--- Start DATA SHOWN ---
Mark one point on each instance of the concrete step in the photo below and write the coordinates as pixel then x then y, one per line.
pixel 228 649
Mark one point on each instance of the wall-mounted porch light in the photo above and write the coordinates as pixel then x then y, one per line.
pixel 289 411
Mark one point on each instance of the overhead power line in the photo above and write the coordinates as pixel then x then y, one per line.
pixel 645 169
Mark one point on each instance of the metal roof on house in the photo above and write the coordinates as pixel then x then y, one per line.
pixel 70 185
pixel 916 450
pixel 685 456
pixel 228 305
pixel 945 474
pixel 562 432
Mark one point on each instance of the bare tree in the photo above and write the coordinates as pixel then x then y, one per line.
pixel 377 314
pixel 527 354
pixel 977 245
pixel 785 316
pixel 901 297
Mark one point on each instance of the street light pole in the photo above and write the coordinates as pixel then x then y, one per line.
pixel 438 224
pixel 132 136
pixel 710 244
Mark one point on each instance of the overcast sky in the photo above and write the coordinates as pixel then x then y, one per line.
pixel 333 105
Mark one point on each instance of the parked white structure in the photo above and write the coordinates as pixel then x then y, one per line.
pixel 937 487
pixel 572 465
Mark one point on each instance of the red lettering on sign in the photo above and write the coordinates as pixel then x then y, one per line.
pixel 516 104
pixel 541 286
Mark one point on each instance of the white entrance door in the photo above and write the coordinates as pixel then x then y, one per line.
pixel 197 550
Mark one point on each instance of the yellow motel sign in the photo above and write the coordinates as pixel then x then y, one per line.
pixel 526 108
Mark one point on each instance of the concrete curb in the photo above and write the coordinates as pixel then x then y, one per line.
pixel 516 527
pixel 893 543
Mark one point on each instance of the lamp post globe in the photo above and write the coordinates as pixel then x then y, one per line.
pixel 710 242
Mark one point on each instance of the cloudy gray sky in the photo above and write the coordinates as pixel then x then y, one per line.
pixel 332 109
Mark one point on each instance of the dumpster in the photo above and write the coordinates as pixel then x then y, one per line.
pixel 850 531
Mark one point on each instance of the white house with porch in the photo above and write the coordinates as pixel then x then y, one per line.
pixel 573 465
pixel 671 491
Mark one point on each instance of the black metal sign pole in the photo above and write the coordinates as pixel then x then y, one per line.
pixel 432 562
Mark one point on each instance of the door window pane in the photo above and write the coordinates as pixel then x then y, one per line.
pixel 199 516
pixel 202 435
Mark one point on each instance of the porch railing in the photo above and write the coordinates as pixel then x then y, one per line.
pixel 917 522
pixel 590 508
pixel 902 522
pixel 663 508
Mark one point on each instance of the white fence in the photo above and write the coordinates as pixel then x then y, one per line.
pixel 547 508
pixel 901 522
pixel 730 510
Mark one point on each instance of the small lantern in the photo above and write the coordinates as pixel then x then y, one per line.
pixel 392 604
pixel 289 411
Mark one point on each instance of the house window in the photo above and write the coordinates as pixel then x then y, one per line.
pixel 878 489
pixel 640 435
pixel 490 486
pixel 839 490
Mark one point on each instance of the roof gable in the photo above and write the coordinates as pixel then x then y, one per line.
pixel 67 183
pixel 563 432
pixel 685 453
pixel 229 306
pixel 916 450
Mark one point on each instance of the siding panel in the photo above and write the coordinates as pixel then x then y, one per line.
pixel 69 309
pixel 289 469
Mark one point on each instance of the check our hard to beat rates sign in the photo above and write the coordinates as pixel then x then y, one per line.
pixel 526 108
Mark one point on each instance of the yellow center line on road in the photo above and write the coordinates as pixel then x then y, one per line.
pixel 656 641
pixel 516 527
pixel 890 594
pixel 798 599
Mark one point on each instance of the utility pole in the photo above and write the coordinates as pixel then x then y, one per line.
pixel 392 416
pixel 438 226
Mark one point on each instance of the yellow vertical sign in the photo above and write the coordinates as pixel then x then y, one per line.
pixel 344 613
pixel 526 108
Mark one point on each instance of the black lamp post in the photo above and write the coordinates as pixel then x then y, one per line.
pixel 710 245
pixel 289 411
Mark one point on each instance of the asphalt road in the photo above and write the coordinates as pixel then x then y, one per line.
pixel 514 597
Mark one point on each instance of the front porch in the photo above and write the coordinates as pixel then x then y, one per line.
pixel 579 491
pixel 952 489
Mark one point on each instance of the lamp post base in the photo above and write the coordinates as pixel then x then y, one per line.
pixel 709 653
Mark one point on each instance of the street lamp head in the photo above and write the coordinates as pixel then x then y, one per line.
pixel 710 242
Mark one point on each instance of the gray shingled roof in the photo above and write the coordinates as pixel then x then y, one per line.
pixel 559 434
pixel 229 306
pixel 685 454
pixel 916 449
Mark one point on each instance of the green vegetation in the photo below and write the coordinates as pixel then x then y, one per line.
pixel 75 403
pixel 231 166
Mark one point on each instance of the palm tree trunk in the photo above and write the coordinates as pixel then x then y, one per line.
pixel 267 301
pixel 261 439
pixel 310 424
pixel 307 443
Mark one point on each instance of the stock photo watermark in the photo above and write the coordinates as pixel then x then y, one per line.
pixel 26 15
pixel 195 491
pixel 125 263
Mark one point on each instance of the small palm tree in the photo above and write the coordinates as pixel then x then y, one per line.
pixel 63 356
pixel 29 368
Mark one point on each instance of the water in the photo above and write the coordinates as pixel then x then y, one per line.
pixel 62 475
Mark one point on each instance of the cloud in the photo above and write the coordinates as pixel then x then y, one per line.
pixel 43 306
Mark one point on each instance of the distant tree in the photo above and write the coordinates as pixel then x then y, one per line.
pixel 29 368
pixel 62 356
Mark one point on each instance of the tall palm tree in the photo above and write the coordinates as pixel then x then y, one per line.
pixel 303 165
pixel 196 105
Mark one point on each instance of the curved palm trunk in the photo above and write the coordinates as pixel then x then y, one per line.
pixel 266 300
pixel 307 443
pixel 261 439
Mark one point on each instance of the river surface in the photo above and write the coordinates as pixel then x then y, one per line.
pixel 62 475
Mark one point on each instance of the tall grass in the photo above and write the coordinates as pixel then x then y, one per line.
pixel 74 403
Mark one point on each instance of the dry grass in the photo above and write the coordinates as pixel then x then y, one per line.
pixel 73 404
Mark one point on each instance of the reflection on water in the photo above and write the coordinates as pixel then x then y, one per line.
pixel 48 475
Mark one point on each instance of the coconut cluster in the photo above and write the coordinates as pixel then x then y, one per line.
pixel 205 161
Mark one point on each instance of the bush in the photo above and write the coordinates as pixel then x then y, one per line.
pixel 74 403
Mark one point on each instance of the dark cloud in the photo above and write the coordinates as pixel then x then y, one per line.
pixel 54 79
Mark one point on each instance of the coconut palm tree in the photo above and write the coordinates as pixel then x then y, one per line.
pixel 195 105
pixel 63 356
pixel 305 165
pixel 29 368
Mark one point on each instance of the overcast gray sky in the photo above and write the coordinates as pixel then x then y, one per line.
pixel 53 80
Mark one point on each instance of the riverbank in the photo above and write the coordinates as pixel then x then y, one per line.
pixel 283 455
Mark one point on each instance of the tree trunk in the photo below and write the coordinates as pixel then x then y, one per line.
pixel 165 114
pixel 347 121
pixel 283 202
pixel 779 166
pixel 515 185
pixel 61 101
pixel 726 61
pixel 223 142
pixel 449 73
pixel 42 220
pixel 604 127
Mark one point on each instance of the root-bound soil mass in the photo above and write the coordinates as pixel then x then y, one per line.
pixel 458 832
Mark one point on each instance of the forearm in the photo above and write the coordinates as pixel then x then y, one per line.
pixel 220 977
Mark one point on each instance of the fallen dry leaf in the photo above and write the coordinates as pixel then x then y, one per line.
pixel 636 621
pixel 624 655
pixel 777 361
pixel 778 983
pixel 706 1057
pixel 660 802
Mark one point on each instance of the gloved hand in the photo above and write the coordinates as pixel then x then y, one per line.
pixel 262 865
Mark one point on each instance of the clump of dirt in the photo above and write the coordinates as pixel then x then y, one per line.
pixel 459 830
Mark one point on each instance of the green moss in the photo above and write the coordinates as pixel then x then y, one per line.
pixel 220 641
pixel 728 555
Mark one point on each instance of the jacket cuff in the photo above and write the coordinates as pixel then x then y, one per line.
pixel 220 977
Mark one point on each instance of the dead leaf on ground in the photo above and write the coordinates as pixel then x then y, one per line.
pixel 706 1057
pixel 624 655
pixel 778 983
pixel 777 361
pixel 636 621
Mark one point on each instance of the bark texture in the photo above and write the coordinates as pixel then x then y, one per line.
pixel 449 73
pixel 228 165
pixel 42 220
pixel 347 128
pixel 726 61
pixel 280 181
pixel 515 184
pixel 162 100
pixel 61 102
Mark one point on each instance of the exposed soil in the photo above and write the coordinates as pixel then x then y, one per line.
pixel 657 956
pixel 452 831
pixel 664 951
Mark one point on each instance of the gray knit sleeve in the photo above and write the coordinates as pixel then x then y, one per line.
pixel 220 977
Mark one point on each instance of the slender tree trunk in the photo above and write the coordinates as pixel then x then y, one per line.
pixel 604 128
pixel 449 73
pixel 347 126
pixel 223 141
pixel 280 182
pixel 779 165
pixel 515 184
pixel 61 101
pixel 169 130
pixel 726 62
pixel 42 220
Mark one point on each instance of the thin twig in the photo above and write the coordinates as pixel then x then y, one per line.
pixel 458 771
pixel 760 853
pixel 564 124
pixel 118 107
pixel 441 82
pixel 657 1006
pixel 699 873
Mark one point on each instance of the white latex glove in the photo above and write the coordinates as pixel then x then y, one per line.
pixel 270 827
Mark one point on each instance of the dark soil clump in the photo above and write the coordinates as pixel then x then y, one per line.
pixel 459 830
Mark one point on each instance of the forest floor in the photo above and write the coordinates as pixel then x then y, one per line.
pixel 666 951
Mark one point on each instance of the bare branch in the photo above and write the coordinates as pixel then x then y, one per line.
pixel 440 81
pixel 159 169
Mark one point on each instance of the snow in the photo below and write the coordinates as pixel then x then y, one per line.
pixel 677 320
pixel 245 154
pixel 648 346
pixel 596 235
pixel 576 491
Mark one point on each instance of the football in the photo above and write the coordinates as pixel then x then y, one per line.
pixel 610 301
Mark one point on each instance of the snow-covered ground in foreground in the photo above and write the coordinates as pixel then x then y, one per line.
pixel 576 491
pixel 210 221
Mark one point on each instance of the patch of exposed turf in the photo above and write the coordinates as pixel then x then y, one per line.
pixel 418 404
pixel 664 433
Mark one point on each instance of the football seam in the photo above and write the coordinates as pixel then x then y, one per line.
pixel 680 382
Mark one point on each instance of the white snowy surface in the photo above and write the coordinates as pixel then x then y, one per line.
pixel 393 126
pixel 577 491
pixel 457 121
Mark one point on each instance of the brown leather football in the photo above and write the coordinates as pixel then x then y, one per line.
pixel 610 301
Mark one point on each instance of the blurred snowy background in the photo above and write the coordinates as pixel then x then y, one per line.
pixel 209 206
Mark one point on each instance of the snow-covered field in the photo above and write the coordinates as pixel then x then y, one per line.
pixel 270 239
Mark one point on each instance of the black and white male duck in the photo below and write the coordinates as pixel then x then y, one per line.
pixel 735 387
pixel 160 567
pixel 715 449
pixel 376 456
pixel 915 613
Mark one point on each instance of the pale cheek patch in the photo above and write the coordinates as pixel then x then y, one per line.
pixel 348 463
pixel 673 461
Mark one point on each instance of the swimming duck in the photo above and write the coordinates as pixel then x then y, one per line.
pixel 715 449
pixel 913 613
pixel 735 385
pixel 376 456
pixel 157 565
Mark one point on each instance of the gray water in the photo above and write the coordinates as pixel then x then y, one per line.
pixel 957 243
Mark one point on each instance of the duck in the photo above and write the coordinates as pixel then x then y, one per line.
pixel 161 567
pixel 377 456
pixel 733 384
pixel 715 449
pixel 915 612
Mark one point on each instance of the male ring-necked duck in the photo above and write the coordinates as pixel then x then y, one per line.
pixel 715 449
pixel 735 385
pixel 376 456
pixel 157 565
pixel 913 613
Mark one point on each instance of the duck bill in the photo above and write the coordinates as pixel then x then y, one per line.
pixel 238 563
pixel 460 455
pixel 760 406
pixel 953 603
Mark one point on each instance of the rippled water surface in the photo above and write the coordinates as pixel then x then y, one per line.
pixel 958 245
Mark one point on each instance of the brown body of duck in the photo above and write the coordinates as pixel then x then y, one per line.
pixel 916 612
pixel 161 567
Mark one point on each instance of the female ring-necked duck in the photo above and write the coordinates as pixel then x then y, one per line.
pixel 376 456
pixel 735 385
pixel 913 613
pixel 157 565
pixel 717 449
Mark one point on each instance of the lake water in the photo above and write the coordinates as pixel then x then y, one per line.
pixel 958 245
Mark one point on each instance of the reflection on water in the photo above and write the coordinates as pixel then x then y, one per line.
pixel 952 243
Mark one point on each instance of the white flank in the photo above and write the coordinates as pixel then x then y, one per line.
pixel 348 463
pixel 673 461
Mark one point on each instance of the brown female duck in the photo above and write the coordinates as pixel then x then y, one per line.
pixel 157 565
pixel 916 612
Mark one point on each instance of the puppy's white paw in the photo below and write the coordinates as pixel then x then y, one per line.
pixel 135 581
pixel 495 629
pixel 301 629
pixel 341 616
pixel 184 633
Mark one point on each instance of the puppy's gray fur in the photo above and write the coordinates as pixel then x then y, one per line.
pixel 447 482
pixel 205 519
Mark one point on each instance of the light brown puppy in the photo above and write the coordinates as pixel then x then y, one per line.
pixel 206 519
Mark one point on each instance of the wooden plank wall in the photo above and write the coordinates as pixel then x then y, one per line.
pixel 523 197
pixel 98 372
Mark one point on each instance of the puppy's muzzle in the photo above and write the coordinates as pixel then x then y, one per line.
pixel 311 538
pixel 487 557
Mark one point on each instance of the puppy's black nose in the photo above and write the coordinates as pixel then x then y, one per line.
--- End DATA SHOWN ---
PROBLEM REQUIREMENTS: Could you edit the entries in the stretch from the line containing "Mark one point on each instance of the utility" through the line containing "pixel 916 449", changing "asphalt road" to "paved street" and keeping everything else the same? Give back only those lines.

RIGHT ANSWER:
Mark one point on each instance of the utility pole in the photo above and write the coordinates as pixel then x then y, one per line.
pixel 392 416
pixel 438 226
Mark one point on each instance of the yellow vertical sign in the photo above and write the coordinates as pixel then x then y, one per line.
pixel 344 613
pixel 526 108
Mark one point on each instance of the black lamp post in the photo above and write the coordinates as pixel then x then y, one per line.
pixel 710 245
pixel 289 411
Mark one point on each instance of the paved street in the photo above and write the coordinates as pixel then x then y, one per line.
pixel 514 597
Mark one point on each instance of the front porch in the photo above and write the coordinates as pixel then x then y, one per line.
pixel 579 491
pixel 952 489
Mark one point on each instance of the lamp post base in the photo above and write the coordinates as pixel then x then y, one per line.
pixel 709 653
Mark one point on each instance of the street lamp head in the photo above and write the coordinates as pixel then x then y, one per line.
pixel 710 242
Mark one point on each instance of the gray shingled roof in the photo above and write the coordinates as pixel then x then y, one per line.
pixel 559 434
pixel 229 306
pixel 685 454
pixel 916 449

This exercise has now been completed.